Texte source:
++++
En fin de compte personne ne peut dépenser plus qu'il n'a : il
en est ainsi pour les individus comme pour les peuples. Si l'on se dépense
pour la puissance, la grande politique, l'économie, le commerce
international, le parlementarisme, les intérêts militaires,
- si l'on dissipe de ce côté la dose de raison, de
sérieux, de volonté, de domination de soi que l'on possède,
l'autre côté s'en ressentira. La Culture et l'Etat - qu'on
ne s'y trompe pas - sont antagonistes : « Etat civilisé
», ce n'est là qu'une idée moderne. L'un vit de
l'autre, l'un prospère au détriment de l'autre. Toutes les
grandes époques de culture sont des époques de décadence
politique : ce qui a été grand au sens de la culture a été
non-politique, et même anti-politique... Le cœur de
Goethe s'est ouvert devant le phénomène Napoléon,
- il s'est refermé devant les « guerres d'indépendance
»... Au moment où l'Allemagne s'élève comme
grande puissance, la France gagne une importance nouvelle comme
puissance de culture. Aujourd'hui déjà, beaucoup
de sérieux nouveau, beaucoup de nouvelle passion de l'esprit a
émigré à Paris; la question du pessimisme, par exemple,
la question Wagner, presque toutes les questions psychologiques et artistiques
sont examinées là-bas avec infiniment plus de finesse et
de profondeur qu'en Allemagne, - les Allemands sont même incapables
de cette espèce de sérieux.
++++
Contenu des données:
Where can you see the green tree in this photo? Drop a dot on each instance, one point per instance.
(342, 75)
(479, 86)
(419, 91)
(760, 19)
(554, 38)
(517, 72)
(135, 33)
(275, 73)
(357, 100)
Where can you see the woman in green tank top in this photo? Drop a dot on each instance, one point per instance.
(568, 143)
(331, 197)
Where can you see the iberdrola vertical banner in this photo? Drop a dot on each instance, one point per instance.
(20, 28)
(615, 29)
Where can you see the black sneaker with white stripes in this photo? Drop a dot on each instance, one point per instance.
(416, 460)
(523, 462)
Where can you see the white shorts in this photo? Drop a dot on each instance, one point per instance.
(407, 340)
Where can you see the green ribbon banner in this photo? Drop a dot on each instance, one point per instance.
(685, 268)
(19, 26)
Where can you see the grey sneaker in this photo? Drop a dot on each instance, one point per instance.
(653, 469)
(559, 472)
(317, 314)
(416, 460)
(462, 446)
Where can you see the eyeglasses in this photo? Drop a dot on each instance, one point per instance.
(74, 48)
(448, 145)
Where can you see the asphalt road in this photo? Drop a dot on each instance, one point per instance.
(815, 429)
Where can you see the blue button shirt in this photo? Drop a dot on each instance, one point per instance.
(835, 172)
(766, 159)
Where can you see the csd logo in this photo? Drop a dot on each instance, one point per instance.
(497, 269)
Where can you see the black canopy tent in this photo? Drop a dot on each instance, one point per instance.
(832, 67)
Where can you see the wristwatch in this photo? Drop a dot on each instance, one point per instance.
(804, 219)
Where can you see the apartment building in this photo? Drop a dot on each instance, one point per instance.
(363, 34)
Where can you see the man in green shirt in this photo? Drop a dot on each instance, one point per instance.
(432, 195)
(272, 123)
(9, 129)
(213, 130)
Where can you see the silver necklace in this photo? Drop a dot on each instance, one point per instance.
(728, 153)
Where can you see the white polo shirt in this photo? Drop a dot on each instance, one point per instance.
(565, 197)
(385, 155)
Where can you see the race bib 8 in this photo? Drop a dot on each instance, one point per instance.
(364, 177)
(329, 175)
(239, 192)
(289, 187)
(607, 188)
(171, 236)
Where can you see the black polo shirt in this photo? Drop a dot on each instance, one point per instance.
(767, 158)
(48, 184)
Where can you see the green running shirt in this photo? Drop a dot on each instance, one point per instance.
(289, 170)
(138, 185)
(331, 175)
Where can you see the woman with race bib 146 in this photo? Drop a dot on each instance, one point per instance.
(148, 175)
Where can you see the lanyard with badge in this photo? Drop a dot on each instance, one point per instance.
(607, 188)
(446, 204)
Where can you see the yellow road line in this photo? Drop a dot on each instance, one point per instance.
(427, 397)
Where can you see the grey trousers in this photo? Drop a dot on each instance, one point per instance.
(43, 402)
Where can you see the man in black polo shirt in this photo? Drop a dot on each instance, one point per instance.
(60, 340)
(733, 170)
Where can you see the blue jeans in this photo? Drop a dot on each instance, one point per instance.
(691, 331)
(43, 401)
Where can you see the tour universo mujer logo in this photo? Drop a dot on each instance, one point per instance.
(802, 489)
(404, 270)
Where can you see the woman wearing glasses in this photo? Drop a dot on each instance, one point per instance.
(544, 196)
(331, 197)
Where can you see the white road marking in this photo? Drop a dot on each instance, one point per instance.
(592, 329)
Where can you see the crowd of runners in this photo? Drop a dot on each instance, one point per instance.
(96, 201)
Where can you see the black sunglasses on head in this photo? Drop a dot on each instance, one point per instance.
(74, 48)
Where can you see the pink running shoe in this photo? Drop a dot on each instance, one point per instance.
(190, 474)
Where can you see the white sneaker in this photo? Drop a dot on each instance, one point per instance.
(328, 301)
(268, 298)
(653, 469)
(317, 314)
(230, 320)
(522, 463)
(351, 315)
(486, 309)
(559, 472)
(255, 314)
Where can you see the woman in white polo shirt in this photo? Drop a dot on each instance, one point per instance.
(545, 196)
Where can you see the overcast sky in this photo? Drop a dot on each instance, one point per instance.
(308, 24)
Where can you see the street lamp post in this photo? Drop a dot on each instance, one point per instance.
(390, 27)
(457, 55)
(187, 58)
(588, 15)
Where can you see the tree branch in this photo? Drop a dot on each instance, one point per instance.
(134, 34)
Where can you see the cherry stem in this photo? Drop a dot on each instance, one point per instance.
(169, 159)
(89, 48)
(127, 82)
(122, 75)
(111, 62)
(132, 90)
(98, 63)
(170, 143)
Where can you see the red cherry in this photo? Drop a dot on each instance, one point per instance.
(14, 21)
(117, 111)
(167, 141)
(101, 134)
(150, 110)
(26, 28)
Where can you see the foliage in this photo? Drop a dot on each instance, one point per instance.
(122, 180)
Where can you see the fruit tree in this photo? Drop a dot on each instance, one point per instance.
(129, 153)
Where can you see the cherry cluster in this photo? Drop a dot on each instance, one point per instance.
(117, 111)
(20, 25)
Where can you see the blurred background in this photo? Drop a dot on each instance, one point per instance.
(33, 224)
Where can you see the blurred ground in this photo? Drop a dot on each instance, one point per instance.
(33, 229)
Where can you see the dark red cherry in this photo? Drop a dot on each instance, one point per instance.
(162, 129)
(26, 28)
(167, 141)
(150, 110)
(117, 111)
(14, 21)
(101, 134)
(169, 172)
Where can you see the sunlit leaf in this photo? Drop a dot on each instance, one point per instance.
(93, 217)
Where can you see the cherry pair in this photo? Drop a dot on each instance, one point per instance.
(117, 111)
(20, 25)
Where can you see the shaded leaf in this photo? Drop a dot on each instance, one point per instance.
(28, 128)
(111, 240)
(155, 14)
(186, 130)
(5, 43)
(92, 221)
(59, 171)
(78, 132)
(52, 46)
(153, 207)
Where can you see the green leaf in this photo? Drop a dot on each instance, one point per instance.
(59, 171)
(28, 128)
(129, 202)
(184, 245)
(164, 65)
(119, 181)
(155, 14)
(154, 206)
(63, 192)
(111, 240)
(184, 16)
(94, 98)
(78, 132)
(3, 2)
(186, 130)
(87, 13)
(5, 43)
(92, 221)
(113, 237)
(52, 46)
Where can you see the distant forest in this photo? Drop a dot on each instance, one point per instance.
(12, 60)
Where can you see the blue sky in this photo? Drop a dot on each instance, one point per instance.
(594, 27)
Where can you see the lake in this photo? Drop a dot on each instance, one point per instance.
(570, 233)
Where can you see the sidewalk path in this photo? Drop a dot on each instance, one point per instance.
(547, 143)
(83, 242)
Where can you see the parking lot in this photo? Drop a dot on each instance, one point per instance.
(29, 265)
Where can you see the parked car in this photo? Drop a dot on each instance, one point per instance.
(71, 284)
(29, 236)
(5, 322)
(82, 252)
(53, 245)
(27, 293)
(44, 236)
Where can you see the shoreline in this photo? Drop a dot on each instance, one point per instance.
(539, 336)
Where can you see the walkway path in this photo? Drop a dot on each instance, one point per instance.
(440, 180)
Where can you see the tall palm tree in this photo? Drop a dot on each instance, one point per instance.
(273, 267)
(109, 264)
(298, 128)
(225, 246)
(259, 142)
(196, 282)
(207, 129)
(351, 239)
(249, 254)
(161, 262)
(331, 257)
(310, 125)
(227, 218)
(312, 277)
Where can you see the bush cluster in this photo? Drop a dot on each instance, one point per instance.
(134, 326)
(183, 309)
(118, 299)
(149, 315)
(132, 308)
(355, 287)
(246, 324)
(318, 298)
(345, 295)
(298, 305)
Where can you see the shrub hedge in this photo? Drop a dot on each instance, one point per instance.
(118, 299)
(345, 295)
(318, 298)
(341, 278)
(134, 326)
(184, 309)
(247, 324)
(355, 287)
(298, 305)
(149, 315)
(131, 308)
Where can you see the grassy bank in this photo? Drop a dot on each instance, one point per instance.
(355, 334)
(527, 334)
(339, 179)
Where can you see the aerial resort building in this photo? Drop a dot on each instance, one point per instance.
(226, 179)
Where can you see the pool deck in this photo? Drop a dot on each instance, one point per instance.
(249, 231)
++++
Consignes de l'exercice:
**a.** Selon le texte sur la culture et l'État, quel pays gagne une importance nouvelle comme puissance de culture au moment où l'Allemagne s'élève comme grande puissance ?
**b.** Indiquez si chacune des affirmations suivantes s'accorde avec le texte sur la culture et l'État, en citant mot pour mot les termes du texte qui tranchent : (i) la Culture et l'État y sont présentés comme antagonistes ; (ii) le cœur de Goethe s'est refermé devant le phénomène Napoléon ; (iii) la question Wagner est examinée en Allemagne avec plus de finesse qu'ailleurs.
**c.** Poursuivez le texte sur la culture et l'État à partir de sa dernière phrase.

Réponses par consigne:
**a.** La France.

**b.**
(i) Oui : « La Culture et l'Etat - qu'on ne s'y trompe pas - sont antagonistes ».
(ii) Non : « Le cœur de Goethe s'est ouvert devant le phénomène Napoléon ».
(iii) Non : « sont examinées là-bas avec infiniment plus de finesse et de profondeur qu'en Allemagne ».

**c.**
- Dans l'histoire de la culture européenne, la montée de
l' « Empire » (du Reich) signifie avant tout une chose : un
déplacement du centre de gravité. On s'en rend déjà
compte partout : dans la chose principale, - et c'est là toujours
la culture - les Allemands ne sont plus pris en considération.
On demande : Pouvez-vous présenter, ne fût-ce qu'un seul
esprit qui entre en ligne de compte pour l'Europe ?
Un esprit tel
que votre Goethe, votre Hegel, votre Henri Heine, votre Schopenhauer,
qui entre en ligne de compte comme eux ?
- Qu'il n'y ait plus un seul philosophe allemand, de cela l'étonnement
n'a point de limite !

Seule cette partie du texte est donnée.